=== Trecho do texto ===

O policial afirmou ao júri que Neres aparentava estar receoso naquela sexta-feira. “Ele me chamou para conversar em um canto e disse ‘eu vou confessar. Fui que matei’.”
“Isso é algo que a gente não vê todo dia, um réu confesso. Geralmente as pessoas tentam se furtar do crime. No primeiro momento, eu duvidei. Achei até que fosse uma piada de mal gosto.”
Motivação
No laboratório, Neres teria explicado a dinâmica do crime ao policial e mostrado as substâncias usadas para asfixiar e queimar Louise. “Ele me disse que tinha estudado química e sabia que clorofórmio fazia romper vasos de sangue no rosto. Por isso, colocou uma sacola plástica na cabeça da Louise para não vazar sangue no trajeto até o carro.”
Segundo o policial militar, Neres contou que sentiu um impulso homicida quando encontrou Louise, mas “não relatou o motivo do crime”. O estudante também teria dito que pretendia se suicidar. “Ele me disse que foi até a Ponte do Bragueto, mas não teve coragem de se jogar.”
Durante o julgamento, o promotor questionou a testemunha sobre o “estado de ânimo” de Neres no momento em que descreveu o crime.
“Calmo, agindo de forma natural e tranquila. Aparentemente sem remorso algum”, respondeu o policial.

===

● Usando as informações:
1) Segundo o trecho sobre o julgamento de Neres, até qual ponte o estudante teria ido com a intenção de se suicidar?
2) Estenda o trecho sobre o julgamento de Neres, dando continuidade ao texto a partir da última frase apresentada.
Os dados que se seguem não têm nenhuma função aqui.

=== Material coletado ===

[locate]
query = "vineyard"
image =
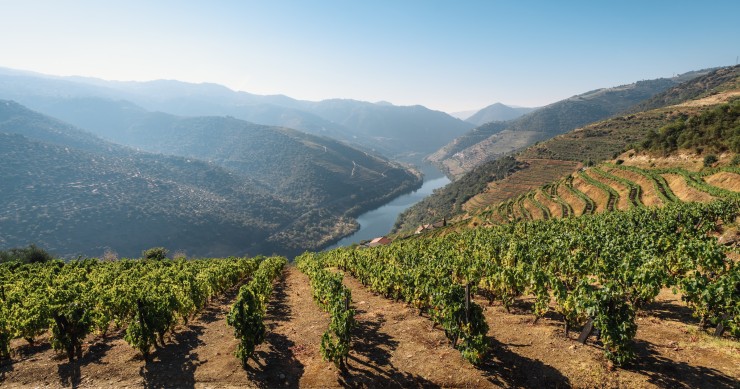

===

● Respostas escritas:
1) Até a Ponte do Bragueto.

2)
Relembre o caso
De acordo com a investigação, Louise foi dopada com clorofórmio e, depois de inconsciente, o produto químico foi injetado na boca da jovem. O produto tóxico foi apontado como causa da morte. De acordo com o policial militar a quem Neres confessou o crime, ele “pressionou os maxilares de Louise e injetou meio litro de clorofórmio na garganta dela”.
A estudante também teve as coxas, genitália e o rosto queimados. “Essas partes e o rosto estavam carbonizados quando encontramos o corpo”, disse o policial.
Em depoimento, Neres afirmou ter colocado a vítima sentada com as mãos amarradas. Segundo a polícia, Neres pressionou o pescoço de Louise para que pudesse abrir a garganta da estudante que assim foi obrigada a ingerir o líquido.
Segundo a investigação, Vinícius Neres prendeu os pés e as mãos da ex-namorada e enrolou o corpo dela em um colchão inflável. Depois, levou o corpo no carro da jovem até uma área de cerrado no Setor de Clubes Norte, e abandonou o cadáver na mata.
Segundo o policial a quem Neres confessou o crime, Daniel Vilar Silva, um dia após o assassinato, o próprio estudante levou a equipe da Polícia Militar ao local onde ele havia deixado o corpo de Louise. “Ela estava parcialmente despida, só de calcinha e com o rosto queimado coberto por uma sacola plástica”, disse em testemunha durante juri popular.
As roupas de Louise não foram encontradas. O policial disse ainda que o corpo da jovem foi encontrado com um arame nas pernas e um lacre de plástico nas mãos.
Depois do crime, Neres ainda teria saído para dar uma volta no carro dela pelas proximidades da UnB. O passeio teria durado cerca de 12 minutos. O ex-estudante disse à polícia que chegou a tirar a calcinha da vítima e um absorvente interno, mas “decidiu” não violentá-la.
O carro de Louise foi abandonado no estacionamento do Instituto de Biologia e Neres voltou para casa de ônibus, segundo informações dadas por ele mesmo em depoimento à Polícia Civil.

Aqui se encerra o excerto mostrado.